**RECORDS SHOWN**
----------------

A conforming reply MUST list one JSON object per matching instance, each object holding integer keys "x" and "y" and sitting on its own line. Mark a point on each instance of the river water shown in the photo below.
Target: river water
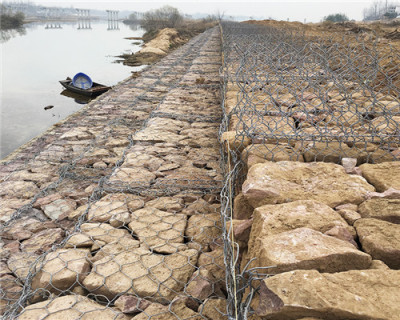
{"x": 33, "y": 61}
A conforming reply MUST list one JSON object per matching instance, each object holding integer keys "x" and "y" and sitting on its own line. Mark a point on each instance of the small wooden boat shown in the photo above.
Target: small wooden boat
{"x": 94, "y": 91}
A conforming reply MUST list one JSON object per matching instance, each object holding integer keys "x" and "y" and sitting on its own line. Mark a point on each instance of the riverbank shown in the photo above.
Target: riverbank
{"x": 159, "y": 43}
{"x": 149, "y": 146}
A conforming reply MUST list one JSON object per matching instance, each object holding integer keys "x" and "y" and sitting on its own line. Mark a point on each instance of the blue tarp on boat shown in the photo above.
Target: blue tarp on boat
{"x": 82, "y": 81}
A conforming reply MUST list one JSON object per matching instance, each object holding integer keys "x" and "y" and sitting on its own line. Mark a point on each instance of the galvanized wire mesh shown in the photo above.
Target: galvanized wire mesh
{"x": 122, "y": 211}
{"x": 115, "y": 213}
{"x": 290, "y": 96}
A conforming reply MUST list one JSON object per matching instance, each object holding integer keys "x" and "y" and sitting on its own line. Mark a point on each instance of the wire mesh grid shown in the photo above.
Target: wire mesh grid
{"x": 289, "y": 96}
{"x": 118, "y": 216}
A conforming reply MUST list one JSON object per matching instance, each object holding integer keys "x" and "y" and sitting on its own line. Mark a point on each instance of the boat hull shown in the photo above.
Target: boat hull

----------------

Beginning from the line that contains "Target: riverbank", give each line again exactly, through the final line of the records.

Target: riverbank
{"x": 159, "y": 43}
{"x": 149, "y": 146}
A conforming reply MUST list one JSON object per matching instance, each object holding integer keys "x" and "y" and sitting on its own line. Mark a point on each instance of the blue tarp on boat shown in the photo above.
Target: blue tarp on boat
{"x": 82, "y": 81}
A conforming reply MUST list one JSON object per matching instance, each object holding integer keys "x" and "y" and sitting on its own line. Mark a point on each instance of the galvanized wire mesh shown in the photo above.
Target: galvanized wire mesh
{"x": 122, "y": 211}
{"x": 115, "y": 213}
{"x": 290, "y": 96}
A conforming reply MUST list one JSON object per matching instance, each object holding integer keys "x" and "y" and sitting on its own line. Mark a point on each instance of the wire mesh grid shown in the photo above.
Target: wire mesh grid
{"x": 289, "y": 96}
{"x": 118, "y": 216}
A conforming reply MUST list one JSON object per matching instance, each object holding integer keys "x" and "y" and sitting on its own line. Mark a point on each instance of the boat hull shown in the photo above.
Target: boat hull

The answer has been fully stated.